Um dos principais atributos do
Espírito consiste em um dom fornecido pela divindade e inerente ao princípio
inteligente que é a capacidade de registrar vivências e aprendizados, erros e
experiências, lutas e dores, traumas e emoções. Essa espécie de “arquivo
espiritual” está presente em todos os seres vivos e é a base tanto da definição
da personalidade de cada indivíduo como da evolução espiritual propriamente
considerada.
Tendo-se em vista a informação
doutrinária de que “a Lei de Deus está escrita na consciência” da criatura,
conforme a questão 621 de “O Livro dos Espíritos”, este registro há de ser
total e implacável para que a Lei de Deus realmente seja soberana e
inexpugnável. Assim sendo, nós, de uma forma ou de outra, sempre temos o
registro total de nossas vivências como Espíritos imortais, mesmo que
conscientemente não tenhamos uma maior fixação de todo esse espetacular
conjunto de dados. Um exemplo disso é o próprio desdobramento parcial pelo sono
físico, que para a maioria das criaturas deixa um registro aparentemente
“superficial” das vivências, mas, no fundo, são experiências riquíssimas que
vão indiretamente nos induzir a determinados comportamentos, de acordo com o
tipo de experiência vivenciada durante essa pequena emancipação da alma.
De fato, Jesus afirmou que na Lei
nada passaria, “nem um único jota e nem um único ponto”. Somente admitindo esse
registro absoluto de tudo o que pensamos, falamos, sentimos e praticamos é que
se torna lógica, universal e, portanto, científica, a Lei de Causa e Efeito, ou
seja, o famoso “A cada um conforme suas obras” do Mestre Jesus. Somente assim,
a Lei de Ação e Reação representaria uma manifestação das soberanas Justiça e
Bondade de Deus para conosco, seus filhos, porque apenas desta forma a Lei se
apresenta exatamente igual para todas as criaturas.
É crível propor que esta
discussão acima estabelecida não é nenhuma novidade para todos os espíritas.
Sendo assim, é inadmissível a tese de que um Espírito organizador de mundos
tenha que reencarnar na forma de uma espécie de lesma para expiar. João
Evangelista afirmara: “Aqueles que não amam não conhecem a Deus porque Deus é
amor” e Jesus já havia chamado Deus de “Pai Nosso que está nos Céus...”, assim
como a falange do Espírito de Verdade definiu Deus como “a inteligência
suprema, a causa primária de todas as coisas” (questão 1 de “O Livro dos
Espíritos”). Admitir essa radical metempsicose seria duvidar das soberanas
bondade e inteligência de Deus. Realmente, essa “inteligência suprema”,
“soberanamente justa e boa”, não disporia de nenhum outro mecanismo menos
cruel, mais educativo e mais produtivo para a sociedade visando à educação ou
reeducação do chamado “Espírito culpado”? Aliás, o “Espírito culpado” não é
antes um filho ignorante necessitado de amor e de oportunidade?!
==============================
• INSTRUÇÃO 1: De acordo com o trecho fornecido, qual questão de “O Livro dos Espíritos” informa que “a Lei de Deus está escrita na consciência” da criatura?
• INSTRUÇÃO 2: Prossiga o trecho fornecido sobre o registro espiritual a partir da última frase apresentada.

(Registros de dados)
==============================
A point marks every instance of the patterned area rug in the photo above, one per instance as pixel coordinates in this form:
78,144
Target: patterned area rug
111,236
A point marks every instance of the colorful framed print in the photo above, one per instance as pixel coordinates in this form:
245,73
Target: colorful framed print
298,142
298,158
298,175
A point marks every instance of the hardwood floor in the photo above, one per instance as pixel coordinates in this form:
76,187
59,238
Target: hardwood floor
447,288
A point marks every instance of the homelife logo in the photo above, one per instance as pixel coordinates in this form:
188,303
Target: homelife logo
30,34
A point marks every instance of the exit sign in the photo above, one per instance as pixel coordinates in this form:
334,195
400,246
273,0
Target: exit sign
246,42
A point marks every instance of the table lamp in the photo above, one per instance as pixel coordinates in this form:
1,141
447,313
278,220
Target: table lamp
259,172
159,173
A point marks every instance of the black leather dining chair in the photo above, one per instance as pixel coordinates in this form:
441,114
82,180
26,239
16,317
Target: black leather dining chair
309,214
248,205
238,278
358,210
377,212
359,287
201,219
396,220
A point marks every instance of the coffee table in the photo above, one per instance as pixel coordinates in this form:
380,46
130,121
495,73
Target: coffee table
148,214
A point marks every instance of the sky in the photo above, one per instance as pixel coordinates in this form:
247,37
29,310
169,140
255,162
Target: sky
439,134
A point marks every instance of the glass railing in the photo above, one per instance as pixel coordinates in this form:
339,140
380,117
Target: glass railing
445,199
==============================
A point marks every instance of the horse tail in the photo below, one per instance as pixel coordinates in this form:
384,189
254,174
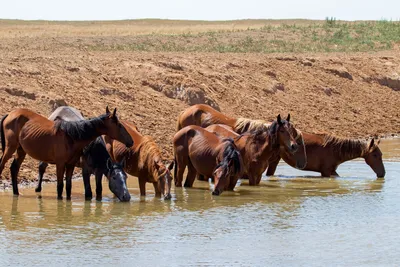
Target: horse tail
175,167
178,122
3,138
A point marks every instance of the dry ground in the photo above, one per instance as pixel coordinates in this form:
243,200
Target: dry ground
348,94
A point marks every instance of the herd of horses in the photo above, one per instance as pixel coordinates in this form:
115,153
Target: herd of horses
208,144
==============================
• RESPOSTA DA TAREFA 1: A questão 621.

• RESPOSTA DA TAREFA 2:
Há um aspecto que deve ser
igualmente discutido. Qual seria o estado de consciência do Espírito nessa
condição de lesma?! Ele estaria com uma lucidez intelectual plena, digna de um
organizador de mundos, observando e refletindo sobre a crueldade desse Deus
que, a princípio, deveria ser sinônimo de amor, consoante a bela assertiva de
João Evangelista? Ou ele estaria inconsciente e totalmente animalizado e
regredido espiritualmente? Nessa hipótese da inconsciência total, qual seria a
reeducação do culpado se o Espírito não tem mais nenhum registro?!
Se esse Espírito perdesse todos
os seus registros evolutivos, significaria que ele perdera a sua memória
espiritual. Essa hipótese consistiria em admitir que esse Espírito perdeu sua
individualidade, isto é, sua personalidade e, por conseqüência, que ele já é
outra coisa, não sendo mais ele mesmo. Essa proposta, apesar de ser, a priori,
espiritualista, acaba tendo como conseqüência prática um profundo materialismo,
semelhantemente à análise exarada em “O Livro dos Espíritos” sobre o panteísmo,
pois se eu não sou mais eu, eu não existo mais.
A discussão sobre esse tópico
deve estar muito pautada nos atributos de Deus que é, como sabemos através de
“O Livro dos Espíritos”, soberanamente justo e bom, e também soberanamente
inteligente. De fato, se pensarmos nas expiações mais duras que conhecemos,
elas sempre têm algo de profundamente reeducador e nenhuma delas seria tão
terrível como a possibilidade de reencarnação como “criptógamo carnudo”, isto
é, um tipo de minhoca. Síndrome de Down, autismo, deficiências físicas, miséria
material e todos os outros problemas, que podem ter causa expiatória, são claramente
mais educativos e menos cruéis do que esse tipo de metempsicose. Deus aproveita
o máximo do mínimo, sempre potencializando possibilidades de crescimento para
cada um de seus filhos, tanto individualmente como também para as coletividades
em que cada um de seus filhos participe. A lei de progresso é, antes de tudo,
uma lei de educação e é por isso que “O amor cobre a multidão de pecados” como
diria o Apóstolo Pedro, já que, em muitos casos, é amplamente “vantajoso” para
a Obra da Criação que o indivíduo acerte suas contas com a própria consciência
através do trabalho e do amor e não pela dor. De fato, o trabalho e o amor
tornam o processo de educação não apenas individual mas benéfico a um número
muito grande de irmãos que são influenciados direta e indiretamente por essa
ação.
Admitindo-se essa estranhíssima
hipótese de regressão espiritual, toda a Lei de Progresso estaria comprometida,
para não dizer totalmente destruída, pois se um Espírito que organiza mundos
regrediu uma vez, o que o impediria de regredir duas, três ou mais vezes?! A
Criação Divina seria uma incrível gangorra de avanços e regressões sucessivas!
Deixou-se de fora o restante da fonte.